**EXTRACTED TEXT**
- Opening Delimiter -

Yesterday it was overwhelmingly hard so I had no choice but stay in bed all day. I had an event I must attend in the evening so I need to recover even for a little bit for that. Thanks to the bed rest and Vicodin, which I take very sparingly, I was able to function at the event. One stuff on the list down.

Then this morning, pain and fatigue is back again. Also today is my Fosamax day. I wake up before 6 am and take Fosamax then stay upright for 30 minutes. Usually I lean on couch and pretend to be awake, but I even couldn’t do that. Nausea and pounding headache was added to the mix. Only after that Fosamax time, I could take my morning medicine, which include tramadol and etodolac to control pain and inflammation.

Today simply that was not enough. Last week I was sick so I canceled my visit to my son, K. So I MUST GO SEE HIM NO MATTER WHAT. Then I gave in the temptation—-I took some extra prednisone, which guarantees to bring back energy and reduces my joint pain. My rheumatologist prescribes some extra prednisone for that purpose.

Now the self-hatred kicks in. I feel like a drug addict trying to recover and relapsed. Since I already have osteoporosis, I’ve been making a conscious effort to minimize prednisone. And trying to replace it with much healthier option — rest. I tend to do more than I can handle, so saying no and setting aside some time to rest both emotionally and physically was something I  worked hard to achieve. 

Now I’m letting my schedule taking over my rest and taking that magic pill. At the expense of my bones and probably pancreas. Well, of course my son is worth giving up some bone health and I can work to catch up with exercise. Still, my effort for the last few days to rest was replaced by the magic pill. I feel defeated, as my energy level goes up. 

All I can do now is get off of it very quickly, though it will take at least a week.


About the spoon theory

Many with lupus and some in autism community are familiar with Spoon Theory, coined by Christine Miserandino.  The original blog post, “But you don’t look sick” is here. According to Wikipedia, the spoon theory is defined as:

The spoon theory is a model used by some disabled people and people with chronic illness to describe their everyday living experience when their disability or illness results in a reduced amount of energy available for productive tasks. Spoons are an intangible unit of measurement used to track how much energy a person has throughout a given day. Each activity “costs” a certain number of spoons, which might not be recharged until the next day. A person who runs out of spoons loses the ability to do anything other than rest. One of the tenets of the spoon theory is that disabled or ill people must plan their activities to ensure that every day is manageable, while healthy people have a “never-ending supply of spoons” and thus never need to worry about running out. Because healthy people do not feel the impact of spending spoons, they may not realize that chronically ill or disabled people’s considerations include mundane tasks such as bathing and getting dressed. Spoons are widely discussed within the autoimmune, disabled and other communities, but the concept of spoons is otherwise considered a neologism.

- Closing Delimiter -

Condense the paragraph of the journal entry above that begins "Then this morning, pain and fatigue" into a short bulleted list, keeping its main facts.

**ENTRIES SUPPLIED**
- Opening Delimiter -

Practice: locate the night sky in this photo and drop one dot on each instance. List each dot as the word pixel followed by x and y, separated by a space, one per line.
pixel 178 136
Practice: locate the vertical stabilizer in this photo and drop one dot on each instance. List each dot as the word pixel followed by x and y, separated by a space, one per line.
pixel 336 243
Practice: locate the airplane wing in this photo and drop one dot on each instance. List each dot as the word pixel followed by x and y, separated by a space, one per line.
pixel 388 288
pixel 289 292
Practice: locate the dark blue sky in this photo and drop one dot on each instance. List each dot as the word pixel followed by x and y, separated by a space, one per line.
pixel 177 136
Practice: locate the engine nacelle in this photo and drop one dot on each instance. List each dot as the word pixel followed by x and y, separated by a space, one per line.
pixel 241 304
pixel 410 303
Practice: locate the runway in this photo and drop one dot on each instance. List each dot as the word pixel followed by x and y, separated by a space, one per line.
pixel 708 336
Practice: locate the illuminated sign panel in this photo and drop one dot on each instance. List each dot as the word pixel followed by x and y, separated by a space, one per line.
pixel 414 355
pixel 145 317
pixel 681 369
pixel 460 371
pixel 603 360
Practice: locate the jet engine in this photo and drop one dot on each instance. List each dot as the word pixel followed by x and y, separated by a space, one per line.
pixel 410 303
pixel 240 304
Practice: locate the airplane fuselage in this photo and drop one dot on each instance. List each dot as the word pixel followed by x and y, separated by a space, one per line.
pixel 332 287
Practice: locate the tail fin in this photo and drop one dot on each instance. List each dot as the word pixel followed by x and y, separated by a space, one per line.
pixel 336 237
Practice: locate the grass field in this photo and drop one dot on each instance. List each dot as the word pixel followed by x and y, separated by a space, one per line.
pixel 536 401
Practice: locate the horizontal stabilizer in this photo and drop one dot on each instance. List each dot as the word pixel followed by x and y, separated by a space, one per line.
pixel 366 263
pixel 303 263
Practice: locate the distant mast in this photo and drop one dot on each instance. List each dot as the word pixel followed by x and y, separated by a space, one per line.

- Closing Delimiter -

**SOLUTION TO THE EXERCISE**
- Pain and fatigue returned this morning.
- It was Fosamax day: the dose is taken before 6 am, followed by 30 minutes of staying upright.
- Leaning on the couch and pretending to be awake, the usual way of getting through that time, was not possible today.
- Nausea and a pounding headache came on as well.
- Only after the Fosamax period could the morning medicines be taken: tramadol and etodolac, for pain and inflammation.